◆ Text passage ◆
I have pleasantly been a current student of jhanas, the realm of deep concentration. I am noticing that my teachers and commentators have different views and different ways of explaining what jhanas are about. There are common patterns of explaining what the experience of jhanas is like, but the outlines of the pathway and the experience differs from person to person. Each draws a slightly different map of where they have been, where students might go, and what contours shape the jhanas realm.

It is something like asking someone to draw a map of my garden and explain what it is like to walk along the brick paths. Everyone has their own unique version of a walk through my garden. They explain it in different ways, even while it seems to be the same garden.

The realm of concentration seems no different. I am struck how the maps are, after all, an abstraction. The map is not the way. The way is changing, unknown and unpredictable. I may sometimes take refuge and put my trust in someone’s map, but I can only know the way if I walk forward. I walk one foot before the other on ground that is both familiar, and unfamiliar.

I am aware that every meditation sitting has the feeling of a new beginning. The experience is fresh, uncertain, unpromising. Yet I feel like I have somewhat been here before. Trying to repeat a past experience, however, only leads to grasping, and that is neither effective or successful.

There is a basic map that I follow. I clearly outline my intention, I open my senses to my surroundings, I invite my body to be fully present in movement, I notice my place in the midst of my room and in the midst of people who have entered my heart, I surrender myself into a realm of deep feeling, I focus on my breathing.

I always yield to the uncertain flow and undulation of the landscape I occupy. Some experiences are familiar, but they seem to emerge on their own accord. They are invited but not compelled or pushed. There always is a point at which I put the map and familiar practice away, and I trust in a new way to go.

The new convergence of concentration may be subtly new and different, but it is almost always bright, relaxed and full of energy. Typically, a flow of pleasure and joy emerges, often with surprise and without notice.

I have received maps and they are useful and beneficial. However, they are not enough. They are not adequate to take me deeply into the realm of concentration. I think there is another guide.

Sensory

For about three years, I have noticed my sensory relationship with the world changing. I’m not aware that my actual senses have changed, but my awareness of what they tell me has certainly evolved. I simply experience the information I get from my senses in a more lucid and penetrating manner.

(Data extracted from a collection)
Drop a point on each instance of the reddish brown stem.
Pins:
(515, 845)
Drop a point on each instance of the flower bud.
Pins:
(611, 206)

◆ Exercise brief ◆
According to the passage on jhanas, for how long has the writer noticed a change in their sensory relationship with the world?

◆ Written solution ◆
About three years.